- Battle of Lysimachia: Part of Gallic invasion of the Balkans
| Date | 277 BC |
| Location | Lysimachia, Thracian Chersonese (modern-day Eksemil, Çanakkale, Turkey) |
| Result | Antigonid victory |

Belligerents
- Macedonia: Celts

Commanders and leaders
- Antigonos II: Kerethrios

= Battle of Lysimachia =

277 BC Antigonid victory over the Gauls in Greece

The Battle of Lysimachia was fought in 277 BC between the Gallic tribes settled in Thrace and a Greek army of Antigonus at Lysimachia, Thracian Chersonese. After the Greek defeat at Battle of Thermopylae, the Gauls retreated out of Greece and moved through Thrace and finally into Asia.

Antigonus' father, Demetrius Poliorcetes, had been driven from the Macedonian throne by Pyrrhus of Epirus and Lysimachus in 288 BC. Tired of war, Demetrius surrendered himself to Seleucus I Nicator in 285 BC, leaving Antigonus as the Antigonid heir to the Macedonian throne.

→ Entries supplied:
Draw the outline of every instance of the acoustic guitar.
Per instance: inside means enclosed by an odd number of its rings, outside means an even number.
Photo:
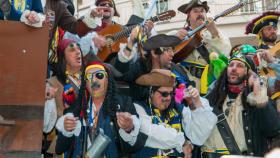
[[[150,20],[152,22],[164,21],[171,19],[175,15],[176,12],[174,10],[168,10],[152,17]],[[127,43],[127,37],[136,26],[137,25],[124,27],[119,24],[113,24],[98,32],[99,35],[105,37],[106,45],[99,50],[97,56],[105,62],[111,59],[111,56],[114,56],[120,50],[120,43]]]
[[[278,42],[275,46],[272,48],[268,49],[269,53],[274,56],[280,56],[280,42]],[[269,67],[263,67],[259,70],[259,74],[261,76],[267,76],[267,77],[275,77],[275,72],[273,69]]]
[[[239,8],[243,7],[246,3],[240,2],[237,5],[223,11],[222,13],[216,15],[214,17],[214,21],[216,21],[220,17],[224,17]],[[178,63],[183,61],[194,49],[196,49],[199,45],[201,45],[202,37],[200,35],[200,31],[203,30],[209,21],[206,21],[204,24],[198,26],[194,30],[188,32],[187,37],[175,47],[175,55],[173,57],[173,62]]]

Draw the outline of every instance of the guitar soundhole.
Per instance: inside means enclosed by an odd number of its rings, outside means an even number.
[[[113,45],[114,39],[112,36],[106,36],[106,47],[111,48]]]

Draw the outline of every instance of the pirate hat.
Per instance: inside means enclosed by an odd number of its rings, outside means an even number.
[[[96,0],[95,1],[95,5],[98,6],[101,2],[109,2],[109,3],[111,3],[113,5],[113,7],[114,7],[114,10],[115,10],[114,16],[118,16],[118,17],[120,16],[120,14],[117,11],[117,8],[116,8],[114,0]]]
[[[209,11],[207,1],[201,2],[200,0],[191,0],[189,3],[181,5],[178,10],[184,14],[187,14],[192,8],[203,7],[206,12]]]
[[[143,48],[145,50],[152,50],[161,47],[175,47],[181,40],[177,36],[159,34],[149,38],[144,44]]]
[[[170,70],[153,69],[138,77],[135,82],[142,86],[173,87],[175,75]]]
[[[247,24],[245,34],[258,34],[265,26],[277,27],[279,16],[280,12],[264,12]]]

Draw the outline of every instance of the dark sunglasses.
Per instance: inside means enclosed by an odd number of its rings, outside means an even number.
[[[98,6],[113,8],[113,4],[112,3],[100,3]]]
[[[70,43],[66,48],[69,48],[70,50],[75,49],[75,48],[81,48],[79,43]]]
[[[106,75],[107,73],[104,70],[99,70],[94,73],[86,74],[86,79],[92,81],[93,77],[95,76],[97,79],[102,80]]]
[[[174,95],[173,91],[172,92],[166,92],[166,91],[161,92],[161,91],[157,90],[157,92],[159,92],[162,97],[168,97],[169,95],[172,97]]]

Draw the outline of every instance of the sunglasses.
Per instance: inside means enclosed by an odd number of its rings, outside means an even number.
[[[74,50],[75,48],[80,49],[80,44],[78,43],[70,43],[66,48],[68,48],[69,50]]]
[[[112,3],[100,3],[98,6],[113,8],[113,4]]]
[[[173,53],[174,49],[172,47],[160,47],[159,48],[162,52],[168,52],[168,53]]]
[[[104,70],[98,70],[98,71],[95,71],[94,73],[87,73],[86,74],[86,79],[88,81],[92,81],[94,76],[97,79],[102,80],[105,76],[107,76],[107,73]]]
[[[157,90],[157,92],[159,92],[162,97],[168,97],[169,95],[172,97],[174,95],[173,91],[171,91],[171,92],[166,92],[166,91],[161,92],[161,91]]]

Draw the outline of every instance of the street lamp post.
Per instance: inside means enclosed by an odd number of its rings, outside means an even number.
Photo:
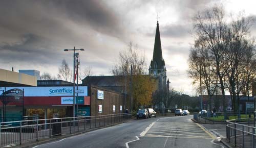
[[[74,54],[73,54],[73,58],[74,58],[74,66],[73,66],[73,117],[74,117],[75,116],[75,51],[84,51],[84,49],[75,49],[75,46],[74,46],[74,49],[72,50],[68,50],[68,49],[65,49],[64,51],[65,52],[68,52],[69,51],[74,51]]]

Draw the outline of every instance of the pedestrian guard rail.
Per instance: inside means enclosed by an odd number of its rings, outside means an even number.
[[[131,113],[128,113],[1,122],[0,147],[22,145],[56,136],[110,126],[131,118]]]
[[[235,147],[255,148],[256,134],[253,118],[229,120],[226,123],[227,140]]]

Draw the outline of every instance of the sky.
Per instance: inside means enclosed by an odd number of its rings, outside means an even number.
[[[73,69],[80,51],[81,70],[111,75],[119,53],[130,42],[144,54],[149,67],[158,19],[163,58],[170,87],[196,94],[187,73],[194,44],[192,18],[199,11],[222,5],[227,17],[243,11],[256,15],[255,1],[5,1],[0,5],[0,68],[35,69],[57,76],[65,59]],[[253,36],[256,24],[251,28]]]

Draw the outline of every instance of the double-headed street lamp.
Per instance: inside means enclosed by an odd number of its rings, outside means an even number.
[[[75,47],[74,47],[74,49],[72,50],[68,50],[68,49],[65,49],[64,51],[65,52],[68,52],[69,51],[74,51],[74,66],[73,66],[73,117],[74,117],[75,116],[75,57],[76,57],[76,54],[75,53],[75,51],[84,51],[84,49],[75,49]],[[76,68],[77,68],[77,67]],[[77,78],[78,79],[78,78]],[[78,85],[78,84],[77,84]],[[77,98],[78,99],[78,98]]]

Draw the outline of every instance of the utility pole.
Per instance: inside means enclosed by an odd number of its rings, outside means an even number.
[[[78,62],[79,53],[76,53],[76,90],[78,90],[78,65],[80,63]],[[78,93],[76,93],[76,112],[77,115],[78,115]]]
[[[84,49],[75,49],[75,46],[74,46],[74,49],[72,50],[68,50],[68,49],[65,49],[64,51],[65,52],[68,52],[69,51],[74,51],[74,54],[73,54],[73,62],[74,62],[74,65],[73,65],[73,117],[75,117],[75,51],[84,51]]]
[[[199,62],[199,71],[200,71],[200,107],[201,107],[201,113],[202,113],[202,110],[203,109],[203,103],[202,101],[202,75],[201,74],[201,61]]]
[[[132,89],[133,89],[133,65],[131,65],[131,86],[130,86],[130,88],[131,88],[131,91],[130,91],[130,112],[132,112],[132,110],[133,109],[133,108],[132,107],[132,98],[133,98],[133,92],[132,92]]]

→ Exercise tasks:
1. For each statement, say whether the Battle of Lysimachia text agrees with it, answering yes or no and quoting the words of the text that decide it: (a) The battle was fought in 277 BC. (b) Demetrius surrendered himself to Pyrrhus of Epirus. (c) After Thermopylae, the Gauls moved through Thrace and into Asia.
2. According to the Battle of Lysimachia text, which two men drove Demetrius Poliorcetes from the Macedonian throne?
3. Carry the Battle of Lysimachia text forward from its last sentence.
None of the material is needed here.

→ Outputs by task:
1.
(a) Yes: "The Battle of Lysimachia was fought in 277 BC"
(b) No: "Demetrius surrendered himself to Seleucus I Nicator in 285 BC"
(c) Yes: "the Gauls retreated out of Greece and moved through Thrace and finally into Asia"

2. Pyrrhus of Epirus and Lysimachus.

3.
In 277 BC Antigonus organized an expedition to take Macedon from Sosthenes of Macedon. He sailed to the Hellespont, landing near Lysimachia at the neck of the Thracian Chersonese. The site of the landing was the territory of wild Gallic tribes, who had settled the place after being driven out of Greece. When an army of Gauls under the command of Cerethrius appeared, Antigonus laid an ambush. He abandoned his camp and beached his ships, then concealed his men. The Gauls looted the camp, but when they started to attack the ships, Antigonus's army appeared, trapping them with the sea to their rear. In this way, Antigonus was able to inflict a crushing defeat on them and claim the Macedonian throne. It was around this time, under these favorable omens, that his son and successor, Demetrius II Aetolicus was born by his niece-wife Phila.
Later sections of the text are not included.